Saved data entries:
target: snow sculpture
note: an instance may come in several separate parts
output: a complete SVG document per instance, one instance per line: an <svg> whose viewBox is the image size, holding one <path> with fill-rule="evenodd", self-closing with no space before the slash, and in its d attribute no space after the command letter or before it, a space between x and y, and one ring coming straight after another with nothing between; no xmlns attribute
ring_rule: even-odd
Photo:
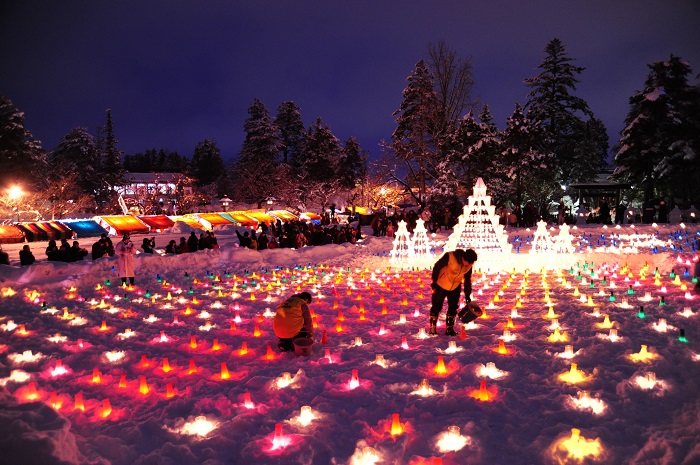
<svg viewBox="0 0 700 465"><path fill-rule="evenodd" d="M543 220L538 221L530 253L551 252L553 244L552 236L547 230L547 222Z"/></svg>
<svg viewBox="0 0 700 465"><path fill-rule="evenodd" d="M569 232L569 225L562 224L559 226L559 235L554 238L552 248L558 253L574 253L576 249L572 244L573 239Z"/></svg>
<svg viewBox="0 0 700 465"><path fill-rule="evenodd" d="M588 218L588 210L581 204L576 210L576 226L585 226L586 219Z"/></svg>
<svg viewBox="0 0 700 465"><path fill-rule="evenodd" d="M429 257L430 244L428 239L428 230L425 229L425 221L419 218L416 221L416 227L413 230L413 251L418 260Z"/></svg>
<svg viewBox="0 0 700 465"><path fill-rule="evenodd" d="M406 222L401 220L399 221L399 228L396 230L396 236L394 237L390 262L397 268L406 268L410 267L414 256L415 250L413 248L413 241L406 227Z"/></svg>
<svg viewBox="0 0 700 465"><path fill-rule="evenodd" d="M486 184L479 178L469 196L454 231L445 244L445 251L473 248L477 251L510 252L508 235L499 224L496 207L486 195Z"/></svg>

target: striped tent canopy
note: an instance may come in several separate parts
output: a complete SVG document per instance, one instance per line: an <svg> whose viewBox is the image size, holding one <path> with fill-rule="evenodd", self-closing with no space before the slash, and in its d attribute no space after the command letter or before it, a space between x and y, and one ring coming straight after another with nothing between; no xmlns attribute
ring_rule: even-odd
<svg viewBox="0 0 700 465"><path fill-rule="evenodd" d="M294 213L288 212L287 210L270 210L267 214L279 218L282 221L296 221L298 219Z"/></svg>
<svg viewBox="0 0 700 465"><path fill-rule="evenodd" d="M204 225L202 225L202 223L199 222L199 219L195 216L171 216L170 219L175 222L179 221L181 223L185 223L187 226L192 228L204 229Z"/></svg>
<svg viewBox="0 0 700 465"><path fill-rule="evenodd" d="M61 223L73 231L76 237L97 237L107 234L107 230L95 220L65 220Z"/></svg>
<svg viewBox="0 0 700 465"><path fill-rule="evenodd" d="M0 225L0 244L18 244L24 242L22 229L14 224Z"/></svg>
<svg viewBox="0 0 700 465"><path fill-rule="evenodd" d="M125 232L145 234L150 231L146 223L132 215L97 216L95 218L103 228L116 236L121 236Z"/></svg>
<svg viewBox="0 0 700 465"><path fill-rule="evenodd" d="M258 223L271 224L275 222L275 217L265 213L264 210L249 210L246 211L245 214L256 220Z"/></svg>
<svg viewBox="0 0 700 465"><path fill-rule="evenodd" d="M38 221L17 225L29 242L70 239L73 231L58 221Z"/></svg>
<svg viewBox="0 0 700 465"><path fill-rule="evenodd" d="M224 213L197 213L201 219L208 221L212 226L230 225L233 223L224 216Z"/></svg>
<svg viewBox="0 0 700 465"><path fill-rule="evenodd" d="M299 214L299 219L311 221L312 223L320 223L321 222L321 215L317 215L316 213L313 213L313 212L304 212L304 213Z"/></svg>
<svg viewBox="0 0 700 465"><path fill-rule="evenodd" d="M166 215L139 215L138 219L146 223L153 231L172 228L175 222Z"/></svg>
<svg viewBox="0 0 700 465"><path fill-rule="evenodd" d="M231 218L231 221L233 223L239 224L241 226L246 226L249 228L255 228L258 226L258 222L250 216L248 216L246 212L242 210L222 213L221 216L223 216L224 218Z"/></svg>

Prompt: The records above should be copied word for word, with the pictures left out.

Exercise output:
target: snow sculpture
note: an instance may come in several separate parts
output: a complete SVG document per instance, one instance per line: an <svg> whose viewBox is the image size, holding one <path> with fill-rule="evenodd", self-closing with no space before the slash, and in its d attribute no space after the command letter or before it, a space between x and y, and one ring coming straight after another with nothing between; no xmlns attribute
ring_rule: even-odd
Photo:
<svg viewBox="0 0 700 465"><path fill-rule="evenodd" d="M543 220L538 221L530 253L551 252L553 244L552 236L547 230L547 222Z"/></svg>
<svg viewBox="0 0 700 465"><path fill-rule="evenodd" d="M569 232L569 225L562 224L559 226L559 235L554 238L552 248L558 253L574 253L576 249L572 244L573 239Z"/></svg>
<svg viewBox="0 0 700 465"><path fill-rule="evenodd" d="M588 218L588 210L581 204L576 210L576 226L585 226L586 219Z"/></svg>
<svg viewBox="0 0 700 465"><path fill-rule="evenodd" d="M429 257L430 244L428 239L428 230L425 229L425 221L419 218L416 221L416 227L413 230L413 251L418 260Z"/></svg>
<svg viewBox="0 0 700 465"><path fill-rule="evenodd" d="M406 222L401 220L399 221L399 228L396 230L396 236L394 237L390 262L397 268L406 268L410 267L414 256L415 250L413 248L413 241L406 227Z"/></svg>
<svg viewBox="0 0 700 465"><path fill-rule="evenodd" d="M486 184L479 178L469 196L454 231L445 244L445 251L473 248L477 251L510 252L508 235L499 224L496 207L486 195Z"/></svg>

target: striped tent canopy
note: an instance may come in several separate parts
output: a complete SVG document per instance, one instance per line: an <svg> whose viewBox is the image size, holding one <path> with fill-rule="evenodd", self-closing with no space before the slash, and in its d attribute no space after the command letter or before it, a space between x and y, and one ring coming straight after another with nothing between; no xmlns attribute
ring_rule: even-odd
<svg viewBox="0 0 700 465"><path fill-rule="evenodd" d="M294 213L288 212L287 210L270 210L267 214L279 218L282 221L296 221L298 219Z"/></svg>
<svg viewBox="0 0 700 465"><path fill-rule="evenodd" d="M204 225L202 225L202 223L199 222L199 219L195 216L171 216L170 219L175 222L179 221L181 223L185 223L187 226L192 228L204 229Z"/></svg>
<svg viewBox="0 0 700 465"><path fill-rule="evenodd" d="M61 223L73 231L76 237L97 237L107 234L107 230L95 220L65 220Z"/></svg>
<svg viewBox="0 0 700 465"><path fill-rule="evenodd" d="M0 225L0 244L18 244L24 242L22 229L14 224Z"/></svg>
<svg viewBox="0 0 700 465"><path fill-rule="evenodd" d="M125 232L145 234L150 231L146 223L132 215L97 216L95 218L103 228L116 236L121 236Z"/></svg>
<svg viewBox="0 0 700 465"><path fill-rule="evenodd" d="M258 223L271 224L275 222L275 217L265 213L264 210L249 210L246 211L245 214L256 220Z"/></svg>
<svg viewBox="0 0 700 465"><path fill-rule="evenodd" d="M38 221L17 225L29 242L70 239L73 231L58 221Z"/></svg>
<svg viewBox="0 0 700 465"><path fill-rule="evenodd" d="M224 213L197 213L201 219L208 221L212 226L230 225L233 223L224 216Z"/></svg>
<svg viewBox="0 0 700 465"><path fill-rule="evenodd" d="M299 214L299 219L311 221L312 223L320 223L321 222L321 215L317 215L316 213L313 213L313 212L304 212L304 213Z"/></svg>
<svg viewBox="0 0 700 465"><path fill-rule="evenodd" d="M166 215L139 215L138 219L146 223L153 231L172 228L175 222Z"/></svg>
<svg viewBox="0 0 700 465"><path fill-rule="evenodd" d="M231 218L231 221L233 223L239 224L241 226L246 226L249 228L255 228L258 226L258 222L250 216L248 216L246 212L242 210L222 213L221 216L223 216L224 218Z"/></svg>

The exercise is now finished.